╭─ PROVIDED RECORDS

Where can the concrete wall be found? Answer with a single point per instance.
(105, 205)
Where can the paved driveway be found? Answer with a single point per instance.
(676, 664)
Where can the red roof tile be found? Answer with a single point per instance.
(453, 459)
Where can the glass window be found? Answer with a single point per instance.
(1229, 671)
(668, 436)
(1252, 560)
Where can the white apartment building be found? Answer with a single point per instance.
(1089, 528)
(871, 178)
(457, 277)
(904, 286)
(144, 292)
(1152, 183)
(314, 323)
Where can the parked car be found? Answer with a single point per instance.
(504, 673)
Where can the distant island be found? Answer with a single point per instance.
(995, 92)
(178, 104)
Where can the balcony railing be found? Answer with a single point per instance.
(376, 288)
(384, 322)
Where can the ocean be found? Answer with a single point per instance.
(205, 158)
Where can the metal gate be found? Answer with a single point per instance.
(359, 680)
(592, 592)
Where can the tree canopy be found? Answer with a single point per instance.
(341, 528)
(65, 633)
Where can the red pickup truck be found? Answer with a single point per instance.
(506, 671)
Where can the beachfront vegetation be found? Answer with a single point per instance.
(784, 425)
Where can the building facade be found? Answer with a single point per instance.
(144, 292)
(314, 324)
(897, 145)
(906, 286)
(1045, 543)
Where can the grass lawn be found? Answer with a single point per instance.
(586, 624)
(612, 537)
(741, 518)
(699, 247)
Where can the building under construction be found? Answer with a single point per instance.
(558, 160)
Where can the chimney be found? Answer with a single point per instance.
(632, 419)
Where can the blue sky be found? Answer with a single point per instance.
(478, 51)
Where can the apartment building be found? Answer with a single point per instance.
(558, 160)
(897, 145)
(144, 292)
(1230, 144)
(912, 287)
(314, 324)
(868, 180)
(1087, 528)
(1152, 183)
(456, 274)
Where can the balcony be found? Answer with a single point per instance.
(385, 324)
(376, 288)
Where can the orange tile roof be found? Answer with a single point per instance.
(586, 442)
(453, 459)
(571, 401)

╰─

> **EXERCISE AIM**: Starting at the line that contains "Where can the red pickup", quote each remaining line of the entries above, unchanged.

> **RESULT OF THIS TASK**:
Where can the red pickup truck be found? Answer with a single point per instance.
(506, 671)
Where can the beachfront vegetation be found? Answer with a single point per instance.
(784, 425)
Where can the building facade be found? Answer with a single point per instance.
(144, 292)
(314, 324)
(897, 145)
(906, 286)
(1045, 543)
Where can the grass lawn be found? Answer with a single point per instance.
(586, 624)
(612, 537)
(741, 518)
(699, 247)
Where can the building under construction be found? Answer with a single point per instance.
(558, 160)
Where can the chimney be found? Answer with a single point per instance.
(632, 419)
Where can the blue sky be found? Answer with a single point per instance.
(478, 51)
Where can the apartment building be found? Answer with a single point per instance.
(558, 160)
(897, 145)
(144, 292)
(1230, 144)
(912, 287)
(314, 324)
(868, 180)
(1087, 528)
(1152, 183)
(456, 274)
Where can the balcony be found? Answer with a single point per instance.
(385, 324)
(376, 288)
Where can the orange tile roof be found? Answer with a single point per instance.
(586, 442)
(453, 459)
(571, 401)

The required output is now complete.